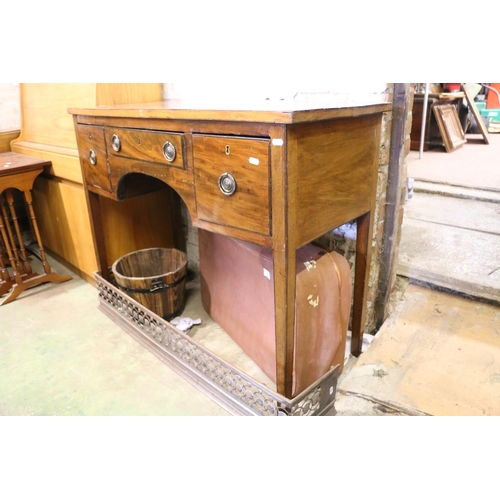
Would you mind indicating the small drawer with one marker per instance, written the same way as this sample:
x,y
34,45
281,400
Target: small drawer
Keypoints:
x,y
92,152
232,181
146,145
·····
What this task involves
The material should be returned verbatim, with all images omitted.

Solution to the exercise
Would you mind indicating the small drawer with one marker per instance, written the same way as this sample:
x,y
34,45
281,400
Target: small drawer
Keypoints:
x,y
92,152
232,181
146,145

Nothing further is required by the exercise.